#### WRITTEN PROBLEM:
Write out the material below exactly, beginning at the line that contains "the haze, placed" and ending with its last line, both ends included; write nothing else.

»»

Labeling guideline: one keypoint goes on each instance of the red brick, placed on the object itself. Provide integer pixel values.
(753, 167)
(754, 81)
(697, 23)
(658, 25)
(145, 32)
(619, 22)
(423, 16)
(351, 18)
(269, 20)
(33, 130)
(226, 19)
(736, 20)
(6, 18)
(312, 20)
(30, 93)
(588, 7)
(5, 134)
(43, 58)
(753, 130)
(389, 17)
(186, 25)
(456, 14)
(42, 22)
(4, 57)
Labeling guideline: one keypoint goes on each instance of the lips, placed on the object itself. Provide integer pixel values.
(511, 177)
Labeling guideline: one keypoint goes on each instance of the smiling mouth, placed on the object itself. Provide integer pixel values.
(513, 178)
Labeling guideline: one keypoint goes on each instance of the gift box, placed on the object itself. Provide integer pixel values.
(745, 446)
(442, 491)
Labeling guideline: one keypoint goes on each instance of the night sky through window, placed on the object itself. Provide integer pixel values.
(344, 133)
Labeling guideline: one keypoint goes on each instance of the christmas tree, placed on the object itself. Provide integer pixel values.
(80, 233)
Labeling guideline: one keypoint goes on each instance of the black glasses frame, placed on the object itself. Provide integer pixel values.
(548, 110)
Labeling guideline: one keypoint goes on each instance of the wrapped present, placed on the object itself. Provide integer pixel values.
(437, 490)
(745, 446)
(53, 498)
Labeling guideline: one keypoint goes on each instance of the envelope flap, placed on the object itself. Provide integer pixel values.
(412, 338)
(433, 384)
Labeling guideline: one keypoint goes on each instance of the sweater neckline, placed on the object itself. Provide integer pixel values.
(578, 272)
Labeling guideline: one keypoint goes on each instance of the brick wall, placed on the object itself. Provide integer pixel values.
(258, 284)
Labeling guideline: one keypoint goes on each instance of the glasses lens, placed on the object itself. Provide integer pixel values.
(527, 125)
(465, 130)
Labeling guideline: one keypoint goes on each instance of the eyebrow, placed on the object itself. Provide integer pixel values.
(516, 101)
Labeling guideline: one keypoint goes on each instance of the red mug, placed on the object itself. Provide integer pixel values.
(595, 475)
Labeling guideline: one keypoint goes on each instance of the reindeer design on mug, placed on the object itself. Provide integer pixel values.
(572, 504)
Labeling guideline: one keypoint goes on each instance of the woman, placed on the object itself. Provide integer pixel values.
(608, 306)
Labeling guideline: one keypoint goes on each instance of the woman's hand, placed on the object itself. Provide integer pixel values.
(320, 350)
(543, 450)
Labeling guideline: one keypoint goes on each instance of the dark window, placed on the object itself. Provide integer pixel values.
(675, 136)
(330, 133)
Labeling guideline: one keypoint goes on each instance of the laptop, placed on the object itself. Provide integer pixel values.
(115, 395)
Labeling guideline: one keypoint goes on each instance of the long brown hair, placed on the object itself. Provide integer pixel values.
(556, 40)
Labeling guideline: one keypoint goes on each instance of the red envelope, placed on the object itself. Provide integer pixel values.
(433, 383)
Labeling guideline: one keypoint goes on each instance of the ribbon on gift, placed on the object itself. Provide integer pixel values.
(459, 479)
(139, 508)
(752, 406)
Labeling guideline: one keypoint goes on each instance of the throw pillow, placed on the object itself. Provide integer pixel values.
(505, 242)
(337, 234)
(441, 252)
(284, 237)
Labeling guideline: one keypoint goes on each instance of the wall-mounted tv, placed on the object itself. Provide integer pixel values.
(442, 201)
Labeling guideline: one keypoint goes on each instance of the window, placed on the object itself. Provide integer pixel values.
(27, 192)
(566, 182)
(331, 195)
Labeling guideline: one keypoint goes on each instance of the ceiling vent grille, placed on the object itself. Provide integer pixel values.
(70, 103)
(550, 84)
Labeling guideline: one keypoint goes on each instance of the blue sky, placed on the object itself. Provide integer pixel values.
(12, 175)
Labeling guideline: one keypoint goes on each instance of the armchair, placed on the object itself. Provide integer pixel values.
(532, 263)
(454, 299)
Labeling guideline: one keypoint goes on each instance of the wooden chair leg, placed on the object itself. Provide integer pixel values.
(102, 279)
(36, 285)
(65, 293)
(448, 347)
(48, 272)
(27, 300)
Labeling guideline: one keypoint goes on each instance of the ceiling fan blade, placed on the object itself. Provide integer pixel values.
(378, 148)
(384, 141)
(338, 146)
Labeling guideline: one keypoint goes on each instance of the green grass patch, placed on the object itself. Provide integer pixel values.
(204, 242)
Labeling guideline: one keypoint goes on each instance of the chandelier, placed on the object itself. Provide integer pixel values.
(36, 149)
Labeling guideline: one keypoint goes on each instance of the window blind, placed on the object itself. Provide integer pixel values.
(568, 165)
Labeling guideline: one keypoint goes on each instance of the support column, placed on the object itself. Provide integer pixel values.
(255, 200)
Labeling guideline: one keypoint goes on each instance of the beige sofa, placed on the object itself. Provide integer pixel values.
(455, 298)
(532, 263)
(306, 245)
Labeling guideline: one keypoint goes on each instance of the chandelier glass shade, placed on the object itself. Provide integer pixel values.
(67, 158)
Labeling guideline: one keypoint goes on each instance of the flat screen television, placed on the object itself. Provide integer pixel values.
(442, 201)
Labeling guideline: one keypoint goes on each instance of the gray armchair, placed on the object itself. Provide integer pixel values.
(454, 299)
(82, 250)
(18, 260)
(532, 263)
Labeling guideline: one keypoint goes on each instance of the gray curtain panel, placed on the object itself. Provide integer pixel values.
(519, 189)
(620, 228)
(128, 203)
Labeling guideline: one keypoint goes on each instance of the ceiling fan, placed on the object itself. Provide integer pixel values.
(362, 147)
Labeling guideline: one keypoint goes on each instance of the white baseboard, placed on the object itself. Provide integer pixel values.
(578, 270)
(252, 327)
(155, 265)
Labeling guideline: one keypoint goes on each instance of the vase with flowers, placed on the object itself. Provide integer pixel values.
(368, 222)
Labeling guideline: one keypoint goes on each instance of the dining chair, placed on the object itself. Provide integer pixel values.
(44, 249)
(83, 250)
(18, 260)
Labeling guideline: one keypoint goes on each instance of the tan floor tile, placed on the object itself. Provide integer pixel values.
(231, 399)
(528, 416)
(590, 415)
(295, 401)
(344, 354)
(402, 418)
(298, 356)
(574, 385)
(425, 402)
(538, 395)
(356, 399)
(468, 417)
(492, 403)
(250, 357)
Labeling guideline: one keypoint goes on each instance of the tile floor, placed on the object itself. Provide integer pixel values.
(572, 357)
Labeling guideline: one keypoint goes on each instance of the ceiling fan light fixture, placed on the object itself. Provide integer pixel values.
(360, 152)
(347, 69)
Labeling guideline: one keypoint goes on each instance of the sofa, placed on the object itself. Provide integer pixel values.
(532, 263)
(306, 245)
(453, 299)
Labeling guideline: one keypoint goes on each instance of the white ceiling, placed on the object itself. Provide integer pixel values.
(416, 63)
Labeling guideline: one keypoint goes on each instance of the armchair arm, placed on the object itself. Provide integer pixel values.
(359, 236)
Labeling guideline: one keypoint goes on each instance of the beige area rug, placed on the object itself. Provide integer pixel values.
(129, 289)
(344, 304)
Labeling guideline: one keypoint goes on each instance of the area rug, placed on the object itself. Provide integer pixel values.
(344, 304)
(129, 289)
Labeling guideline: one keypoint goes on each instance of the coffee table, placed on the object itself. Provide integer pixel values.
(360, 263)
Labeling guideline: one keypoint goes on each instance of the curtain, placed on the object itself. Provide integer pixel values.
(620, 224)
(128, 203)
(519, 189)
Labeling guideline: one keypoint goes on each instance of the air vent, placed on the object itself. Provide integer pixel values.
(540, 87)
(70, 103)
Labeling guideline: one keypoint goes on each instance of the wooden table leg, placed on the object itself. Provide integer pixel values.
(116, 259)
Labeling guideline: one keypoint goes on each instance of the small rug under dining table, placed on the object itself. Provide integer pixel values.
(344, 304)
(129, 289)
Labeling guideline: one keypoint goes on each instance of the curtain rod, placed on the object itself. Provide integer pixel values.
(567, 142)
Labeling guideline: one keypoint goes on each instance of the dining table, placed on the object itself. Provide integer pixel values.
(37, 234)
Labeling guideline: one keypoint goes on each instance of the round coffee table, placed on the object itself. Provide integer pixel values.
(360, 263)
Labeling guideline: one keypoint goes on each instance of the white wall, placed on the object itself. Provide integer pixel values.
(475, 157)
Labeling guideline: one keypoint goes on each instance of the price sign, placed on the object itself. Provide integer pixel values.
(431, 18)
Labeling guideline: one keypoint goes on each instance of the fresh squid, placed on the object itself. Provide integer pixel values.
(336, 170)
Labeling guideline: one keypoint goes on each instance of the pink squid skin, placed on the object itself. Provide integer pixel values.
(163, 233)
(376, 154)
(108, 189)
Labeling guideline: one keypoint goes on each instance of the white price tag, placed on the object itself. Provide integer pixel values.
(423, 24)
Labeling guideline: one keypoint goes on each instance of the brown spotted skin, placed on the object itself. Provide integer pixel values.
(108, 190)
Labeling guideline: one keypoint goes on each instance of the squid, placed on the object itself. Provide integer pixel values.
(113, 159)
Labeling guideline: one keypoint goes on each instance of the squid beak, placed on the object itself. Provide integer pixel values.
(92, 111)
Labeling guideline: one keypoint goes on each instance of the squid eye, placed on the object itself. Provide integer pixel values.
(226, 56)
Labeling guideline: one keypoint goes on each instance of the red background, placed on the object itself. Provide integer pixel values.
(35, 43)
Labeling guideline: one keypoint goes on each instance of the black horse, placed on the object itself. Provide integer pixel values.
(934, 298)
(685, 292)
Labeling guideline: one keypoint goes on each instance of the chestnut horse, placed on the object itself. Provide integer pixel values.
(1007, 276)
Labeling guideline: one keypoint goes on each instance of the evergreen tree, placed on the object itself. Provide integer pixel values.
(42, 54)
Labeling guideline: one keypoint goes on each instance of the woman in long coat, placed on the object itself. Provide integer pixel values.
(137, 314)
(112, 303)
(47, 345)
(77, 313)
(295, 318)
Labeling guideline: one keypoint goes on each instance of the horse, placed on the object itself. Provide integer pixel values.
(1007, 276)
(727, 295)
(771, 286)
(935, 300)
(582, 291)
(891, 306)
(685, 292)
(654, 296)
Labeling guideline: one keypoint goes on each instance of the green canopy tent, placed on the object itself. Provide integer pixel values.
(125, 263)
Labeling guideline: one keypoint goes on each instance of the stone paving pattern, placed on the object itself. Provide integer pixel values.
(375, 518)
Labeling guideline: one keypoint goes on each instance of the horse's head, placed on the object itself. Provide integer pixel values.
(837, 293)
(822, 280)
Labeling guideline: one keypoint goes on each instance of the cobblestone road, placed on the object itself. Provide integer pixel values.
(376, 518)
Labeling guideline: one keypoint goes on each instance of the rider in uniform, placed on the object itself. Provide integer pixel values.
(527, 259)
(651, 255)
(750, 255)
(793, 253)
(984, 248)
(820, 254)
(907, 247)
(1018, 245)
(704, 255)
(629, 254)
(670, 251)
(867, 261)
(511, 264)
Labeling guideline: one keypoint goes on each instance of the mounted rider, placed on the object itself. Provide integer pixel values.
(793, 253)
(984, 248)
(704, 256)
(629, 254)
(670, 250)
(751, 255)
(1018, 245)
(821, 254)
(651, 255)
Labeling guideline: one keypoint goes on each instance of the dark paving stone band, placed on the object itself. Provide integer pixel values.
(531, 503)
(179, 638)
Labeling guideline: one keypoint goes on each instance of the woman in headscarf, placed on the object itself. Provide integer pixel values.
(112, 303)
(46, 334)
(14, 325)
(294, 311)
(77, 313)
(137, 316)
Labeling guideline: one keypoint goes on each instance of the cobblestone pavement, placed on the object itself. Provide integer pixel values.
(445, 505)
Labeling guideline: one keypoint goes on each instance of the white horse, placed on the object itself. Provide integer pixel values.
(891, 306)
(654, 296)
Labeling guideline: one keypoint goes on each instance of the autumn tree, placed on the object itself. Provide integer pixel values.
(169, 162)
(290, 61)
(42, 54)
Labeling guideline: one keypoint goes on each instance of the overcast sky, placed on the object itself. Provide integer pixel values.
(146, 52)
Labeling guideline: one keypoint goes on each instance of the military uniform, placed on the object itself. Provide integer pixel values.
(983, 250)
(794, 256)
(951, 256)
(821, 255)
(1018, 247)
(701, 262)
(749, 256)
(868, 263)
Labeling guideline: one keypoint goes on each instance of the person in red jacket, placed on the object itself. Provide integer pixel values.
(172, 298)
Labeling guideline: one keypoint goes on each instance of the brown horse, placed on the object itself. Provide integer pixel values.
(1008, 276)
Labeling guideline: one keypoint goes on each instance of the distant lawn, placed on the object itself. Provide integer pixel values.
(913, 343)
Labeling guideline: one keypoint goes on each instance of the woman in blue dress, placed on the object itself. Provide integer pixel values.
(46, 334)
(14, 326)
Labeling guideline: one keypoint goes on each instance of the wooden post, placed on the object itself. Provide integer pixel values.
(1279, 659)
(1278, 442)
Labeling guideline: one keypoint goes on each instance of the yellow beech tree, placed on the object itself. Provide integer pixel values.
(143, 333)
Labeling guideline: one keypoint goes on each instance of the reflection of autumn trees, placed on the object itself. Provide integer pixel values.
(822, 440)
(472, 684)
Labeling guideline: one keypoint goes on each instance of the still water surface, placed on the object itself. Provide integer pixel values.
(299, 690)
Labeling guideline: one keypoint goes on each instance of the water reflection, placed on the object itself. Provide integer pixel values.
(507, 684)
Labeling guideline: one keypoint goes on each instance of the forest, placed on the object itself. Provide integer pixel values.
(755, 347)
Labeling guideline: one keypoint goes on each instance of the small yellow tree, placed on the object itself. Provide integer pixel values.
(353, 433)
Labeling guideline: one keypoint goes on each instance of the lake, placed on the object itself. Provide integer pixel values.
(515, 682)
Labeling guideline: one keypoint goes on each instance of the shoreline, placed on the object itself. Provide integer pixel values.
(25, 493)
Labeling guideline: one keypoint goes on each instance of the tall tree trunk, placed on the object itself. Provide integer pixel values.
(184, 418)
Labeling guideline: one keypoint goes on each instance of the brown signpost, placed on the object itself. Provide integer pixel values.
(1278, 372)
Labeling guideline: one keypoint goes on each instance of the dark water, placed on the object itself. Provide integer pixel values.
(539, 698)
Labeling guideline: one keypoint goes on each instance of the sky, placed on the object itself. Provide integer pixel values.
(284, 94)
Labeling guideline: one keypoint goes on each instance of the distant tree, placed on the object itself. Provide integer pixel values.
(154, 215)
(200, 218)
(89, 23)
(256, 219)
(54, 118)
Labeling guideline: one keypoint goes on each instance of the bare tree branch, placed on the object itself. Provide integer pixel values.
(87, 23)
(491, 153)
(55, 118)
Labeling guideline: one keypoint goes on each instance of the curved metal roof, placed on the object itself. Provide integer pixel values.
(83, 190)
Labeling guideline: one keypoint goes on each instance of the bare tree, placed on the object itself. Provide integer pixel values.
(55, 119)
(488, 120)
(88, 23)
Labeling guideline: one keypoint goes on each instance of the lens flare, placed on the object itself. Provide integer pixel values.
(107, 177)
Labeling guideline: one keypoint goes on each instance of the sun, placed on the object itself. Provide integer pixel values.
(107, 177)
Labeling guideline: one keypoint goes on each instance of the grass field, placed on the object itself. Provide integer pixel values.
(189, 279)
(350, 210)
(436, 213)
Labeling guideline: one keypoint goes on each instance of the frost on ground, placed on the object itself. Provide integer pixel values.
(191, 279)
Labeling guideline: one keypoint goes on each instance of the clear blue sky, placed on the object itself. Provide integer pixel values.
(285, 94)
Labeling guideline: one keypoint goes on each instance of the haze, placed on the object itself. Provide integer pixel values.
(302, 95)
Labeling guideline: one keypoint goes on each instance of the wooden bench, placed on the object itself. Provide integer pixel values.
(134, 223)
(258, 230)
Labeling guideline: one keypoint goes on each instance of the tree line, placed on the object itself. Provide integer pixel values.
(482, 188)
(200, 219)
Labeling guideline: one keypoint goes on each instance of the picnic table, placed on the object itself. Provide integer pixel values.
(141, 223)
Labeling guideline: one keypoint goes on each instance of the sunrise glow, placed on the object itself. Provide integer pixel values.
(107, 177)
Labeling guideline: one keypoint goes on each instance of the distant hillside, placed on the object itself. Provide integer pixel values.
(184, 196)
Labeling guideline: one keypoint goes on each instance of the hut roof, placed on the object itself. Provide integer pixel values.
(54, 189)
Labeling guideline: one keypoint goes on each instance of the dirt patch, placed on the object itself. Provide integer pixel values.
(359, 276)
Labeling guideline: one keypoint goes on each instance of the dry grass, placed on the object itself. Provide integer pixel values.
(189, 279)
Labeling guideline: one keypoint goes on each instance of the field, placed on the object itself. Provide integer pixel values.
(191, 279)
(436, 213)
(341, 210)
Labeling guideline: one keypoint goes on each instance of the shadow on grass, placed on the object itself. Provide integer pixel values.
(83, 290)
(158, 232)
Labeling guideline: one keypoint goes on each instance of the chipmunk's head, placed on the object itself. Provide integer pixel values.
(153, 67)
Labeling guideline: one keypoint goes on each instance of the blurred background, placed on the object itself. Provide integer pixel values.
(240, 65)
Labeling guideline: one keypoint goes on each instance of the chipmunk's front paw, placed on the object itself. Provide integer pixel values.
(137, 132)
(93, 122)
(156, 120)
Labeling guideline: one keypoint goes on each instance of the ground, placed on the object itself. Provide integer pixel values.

««

#### EXERCISE RESULT:
Labeling guideline: one keypoint goes on each instance of the haze, placed on the object itself. Provide integer pixel values.
(302, 95)
Labeling guideline: one keypoint goes on each instance of the wooden bench, placed on the object itself. Provide integer pixel values.
(134, 223)
(258, 230)
Labeling guideline: one keypoint goes on each instance of the tree line, placed on the object itself. Provide integer pixel values.
(482, 188)
(200, 219)
Labeling guideline: one keypoint goes on each instance of the picnic table, placed on the object itself. Provide integer pixel values.
(141, 223)
Labeling guideline: one keypoint goes on each instance of the sunrise glow, placed on the object itself. Provide integer pixel values.
(107, 177)
Labeling guideline: one keypoint goes on each instance of the distant hillside, placed on the object itself. Provide integer pixel values.
(184, 196)
Labeling guideline: one keypoint goes on each instance of the hut roof, placed on the object itself. Provide integer pixel values.
(54, 189)
Labeling guideline: one keypoint goes on each instance of the dirt patch, placed on the object itself. Provide integer pixel values.
(359, 276)
Labeling guideline: one keypoint goes on each instance of the dry grass, placed on the object itself. Provide integer pixel values.
(189, 279)
Labeling guideline: one keypoint goes on each instance of the field, placed on the object itself. Provide integer pixel values.
(191, 279)
(436, 213)
(341, 210)
Labeling guideline: one keypoint goes on each instance of the shadow on grass, placed on the object itself. Provide integer pixel values.
(83, 290)
(158, 232)
Labeling guideline: one keypoint goes on each instance of the chipmunk's head, placed on the object itself. Provide integer pixel values.
(153, 67)
Labeling guideline: one keypoint goes on each instance of the blurred background, placed on the object itself. Provide integer pixel values.
(240, 65)
Labeling guideline: one keypoint goes on each instance of the chipmunk's front paw, placed on the object itself. Provide integer pixel values.
(137, 132)
(93, 122)
(156, 120)
Labeling guideline: one keypoint goes on each instance of the ground, placed on the object itself. Provide integer pixel values.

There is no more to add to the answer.